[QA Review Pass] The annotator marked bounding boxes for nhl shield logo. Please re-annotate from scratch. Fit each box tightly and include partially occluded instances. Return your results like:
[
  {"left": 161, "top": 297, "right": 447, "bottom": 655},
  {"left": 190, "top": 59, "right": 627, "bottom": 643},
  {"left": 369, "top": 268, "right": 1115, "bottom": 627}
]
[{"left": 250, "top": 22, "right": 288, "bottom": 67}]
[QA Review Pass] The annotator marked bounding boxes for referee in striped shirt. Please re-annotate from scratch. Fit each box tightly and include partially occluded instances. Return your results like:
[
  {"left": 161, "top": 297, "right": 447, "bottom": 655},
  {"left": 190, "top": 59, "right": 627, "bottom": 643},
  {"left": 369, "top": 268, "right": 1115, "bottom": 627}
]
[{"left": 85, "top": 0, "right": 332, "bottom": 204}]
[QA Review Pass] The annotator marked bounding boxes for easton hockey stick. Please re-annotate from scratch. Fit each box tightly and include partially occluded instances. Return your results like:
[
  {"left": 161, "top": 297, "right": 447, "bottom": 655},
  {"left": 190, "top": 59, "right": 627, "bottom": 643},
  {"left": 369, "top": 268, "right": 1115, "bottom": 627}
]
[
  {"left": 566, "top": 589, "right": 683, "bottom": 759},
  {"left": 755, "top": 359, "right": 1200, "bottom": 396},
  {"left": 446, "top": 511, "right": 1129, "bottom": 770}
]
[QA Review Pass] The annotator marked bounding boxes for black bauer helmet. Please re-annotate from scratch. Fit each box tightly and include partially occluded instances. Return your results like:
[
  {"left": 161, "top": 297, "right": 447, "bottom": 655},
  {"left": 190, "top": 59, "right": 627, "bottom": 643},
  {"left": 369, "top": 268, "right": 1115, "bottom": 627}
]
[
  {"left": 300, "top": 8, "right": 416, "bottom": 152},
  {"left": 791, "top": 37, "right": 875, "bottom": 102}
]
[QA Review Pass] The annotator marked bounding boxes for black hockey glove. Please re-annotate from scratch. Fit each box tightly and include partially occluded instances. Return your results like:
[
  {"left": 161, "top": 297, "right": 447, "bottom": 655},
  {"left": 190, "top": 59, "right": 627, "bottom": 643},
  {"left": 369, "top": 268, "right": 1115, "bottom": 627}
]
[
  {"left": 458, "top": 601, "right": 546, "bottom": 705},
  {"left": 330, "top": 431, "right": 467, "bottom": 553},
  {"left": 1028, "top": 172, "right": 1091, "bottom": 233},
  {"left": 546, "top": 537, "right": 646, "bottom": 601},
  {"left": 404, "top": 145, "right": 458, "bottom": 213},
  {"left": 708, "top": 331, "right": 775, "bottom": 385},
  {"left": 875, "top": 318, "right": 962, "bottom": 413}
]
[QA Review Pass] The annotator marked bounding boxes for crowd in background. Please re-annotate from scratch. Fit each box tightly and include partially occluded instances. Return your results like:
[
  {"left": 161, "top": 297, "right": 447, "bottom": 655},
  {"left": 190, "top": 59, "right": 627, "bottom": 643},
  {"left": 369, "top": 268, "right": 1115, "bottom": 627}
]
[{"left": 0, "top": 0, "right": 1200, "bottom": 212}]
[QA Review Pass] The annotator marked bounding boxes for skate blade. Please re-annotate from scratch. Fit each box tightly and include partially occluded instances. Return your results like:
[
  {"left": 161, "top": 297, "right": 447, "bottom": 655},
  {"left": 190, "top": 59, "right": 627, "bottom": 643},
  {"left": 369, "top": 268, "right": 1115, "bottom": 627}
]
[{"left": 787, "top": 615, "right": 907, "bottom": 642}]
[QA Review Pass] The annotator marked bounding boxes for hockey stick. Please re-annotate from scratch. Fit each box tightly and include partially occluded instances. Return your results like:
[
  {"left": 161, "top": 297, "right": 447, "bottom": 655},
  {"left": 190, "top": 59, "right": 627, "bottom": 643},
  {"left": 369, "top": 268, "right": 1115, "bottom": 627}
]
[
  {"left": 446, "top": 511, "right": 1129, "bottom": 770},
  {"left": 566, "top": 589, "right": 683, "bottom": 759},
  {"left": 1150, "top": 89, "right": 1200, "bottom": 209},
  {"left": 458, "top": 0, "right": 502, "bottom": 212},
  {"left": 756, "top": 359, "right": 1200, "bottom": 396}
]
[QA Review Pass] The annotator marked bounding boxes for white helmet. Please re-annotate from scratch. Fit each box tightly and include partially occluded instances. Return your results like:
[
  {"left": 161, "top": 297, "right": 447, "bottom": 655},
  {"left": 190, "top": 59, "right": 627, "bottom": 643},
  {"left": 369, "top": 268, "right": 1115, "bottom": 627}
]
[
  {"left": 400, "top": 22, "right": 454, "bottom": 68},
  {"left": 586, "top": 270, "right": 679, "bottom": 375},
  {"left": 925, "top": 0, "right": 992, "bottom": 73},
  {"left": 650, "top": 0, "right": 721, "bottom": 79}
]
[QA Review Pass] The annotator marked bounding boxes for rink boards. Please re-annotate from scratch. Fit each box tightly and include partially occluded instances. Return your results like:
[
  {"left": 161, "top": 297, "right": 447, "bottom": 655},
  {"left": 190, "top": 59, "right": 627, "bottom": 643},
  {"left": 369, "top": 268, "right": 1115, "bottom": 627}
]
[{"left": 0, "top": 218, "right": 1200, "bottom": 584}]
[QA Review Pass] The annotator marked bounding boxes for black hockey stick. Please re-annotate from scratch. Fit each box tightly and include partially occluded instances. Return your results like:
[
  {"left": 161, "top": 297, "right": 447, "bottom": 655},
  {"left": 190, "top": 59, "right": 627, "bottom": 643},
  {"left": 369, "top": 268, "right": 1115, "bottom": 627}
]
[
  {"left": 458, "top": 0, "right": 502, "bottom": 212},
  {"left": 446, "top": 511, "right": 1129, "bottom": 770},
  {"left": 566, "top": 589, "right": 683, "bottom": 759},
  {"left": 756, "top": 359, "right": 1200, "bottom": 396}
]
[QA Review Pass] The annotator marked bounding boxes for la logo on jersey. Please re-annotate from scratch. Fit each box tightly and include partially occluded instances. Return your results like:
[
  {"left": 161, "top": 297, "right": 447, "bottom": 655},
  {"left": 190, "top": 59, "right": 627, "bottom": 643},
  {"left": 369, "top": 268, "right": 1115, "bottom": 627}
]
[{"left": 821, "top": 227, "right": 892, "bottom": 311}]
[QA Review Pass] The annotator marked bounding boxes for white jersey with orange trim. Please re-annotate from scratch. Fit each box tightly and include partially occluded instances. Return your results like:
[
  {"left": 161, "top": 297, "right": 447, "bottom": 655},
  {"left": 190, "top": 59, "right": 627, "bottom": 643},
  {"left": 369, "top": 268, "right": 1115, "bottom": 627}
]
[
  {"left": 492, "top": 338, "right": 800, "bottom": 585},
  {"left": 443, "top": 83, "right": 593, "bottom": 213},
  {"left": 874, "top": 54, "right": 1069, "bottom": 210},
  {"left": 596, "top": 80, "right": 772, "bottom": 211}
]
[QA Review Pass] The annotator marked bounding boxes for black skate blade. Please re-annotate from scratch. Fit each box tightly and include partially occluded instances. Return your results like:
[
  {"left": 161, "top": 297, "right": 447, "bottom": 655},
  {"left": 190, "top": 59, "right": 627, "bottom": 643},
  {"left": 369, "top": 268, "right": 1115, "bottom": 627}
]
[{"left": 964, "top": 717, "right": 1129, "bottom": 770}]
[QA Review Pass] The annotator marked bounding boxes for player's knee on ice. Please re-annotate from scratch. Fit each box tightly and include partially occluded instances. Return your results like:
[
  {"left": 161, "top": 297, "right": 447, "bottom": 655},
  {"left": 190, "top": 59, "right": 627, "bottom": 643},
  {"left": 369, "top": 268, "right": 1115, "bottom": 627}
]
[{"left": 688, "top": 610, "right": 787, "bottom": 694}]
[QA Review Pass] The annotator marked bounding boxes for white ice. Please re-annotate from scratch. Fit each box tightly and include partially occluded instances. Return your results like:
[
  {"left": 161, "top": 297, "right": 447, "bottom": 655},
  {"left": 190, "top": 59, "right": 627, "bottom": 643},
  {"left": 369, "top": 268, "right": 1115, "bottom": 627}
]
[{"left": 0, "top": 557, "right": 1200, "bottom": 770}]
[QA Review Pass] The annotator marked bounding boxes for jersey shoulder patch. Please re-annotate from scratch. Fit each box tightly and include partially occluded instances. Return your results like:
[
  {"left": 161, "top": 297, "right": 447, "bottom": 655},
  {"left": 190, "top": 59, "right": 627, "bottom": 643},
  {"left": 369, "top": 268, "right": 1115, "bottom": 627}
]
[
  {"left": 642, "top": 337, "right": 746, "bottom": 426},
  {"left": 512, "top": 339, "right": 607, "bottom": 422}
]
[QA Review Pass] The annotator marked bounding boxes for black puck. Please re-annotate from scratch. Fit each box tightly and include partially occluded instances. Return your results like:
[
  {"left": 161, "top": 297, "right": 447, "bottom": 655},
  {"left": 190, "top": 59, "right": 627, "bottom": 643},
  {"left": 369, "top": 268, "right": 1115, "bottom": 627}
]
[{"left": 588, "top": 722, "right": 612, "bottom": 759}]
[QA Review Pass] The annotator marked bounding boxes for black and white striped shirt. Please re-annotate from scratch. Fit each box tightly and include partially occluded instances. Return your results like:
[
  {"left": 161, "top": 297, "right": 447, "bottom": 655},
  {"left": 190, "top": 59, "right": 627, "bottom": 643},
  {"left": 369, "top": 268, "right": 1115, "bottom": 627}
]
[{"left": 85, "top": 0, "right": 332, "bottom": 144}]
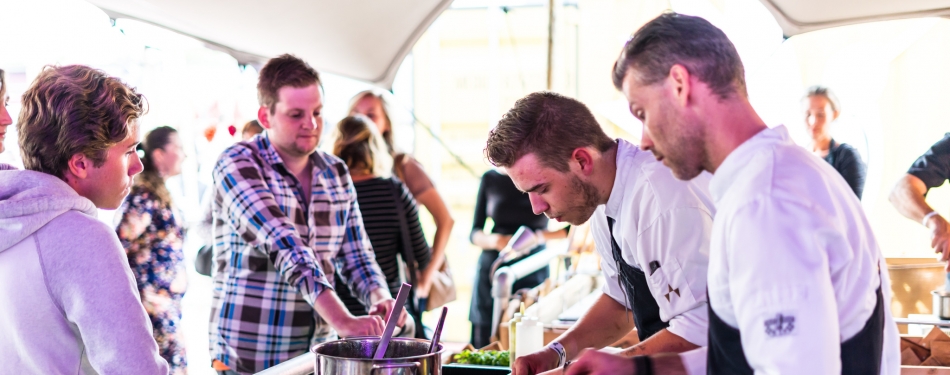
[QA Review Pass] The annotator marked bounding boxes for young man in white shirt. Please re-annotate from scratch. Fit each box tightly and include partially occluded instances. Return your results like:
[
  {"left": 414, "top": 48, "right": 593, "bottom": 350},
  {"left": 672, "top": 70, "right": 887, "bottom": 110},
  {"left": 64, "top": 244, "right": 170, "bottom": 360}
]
[
  {"left": 485, "top": 92, "right": 713, "bottom": 375},
  {"left": 568, "top": 13, "right": 900, "bottom": 375}
]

══════

» **REQUIRED WORK**:
Report every line of the items above that contains the string "background", matching case exactly.

» **RESULT OF THIS TASK**:
[QA Review Pass] The annotator marked bounding boxes for crowd in background. Please re-annotate from scratch. Fit each box tightly and include partially occluded instances. Return your results like:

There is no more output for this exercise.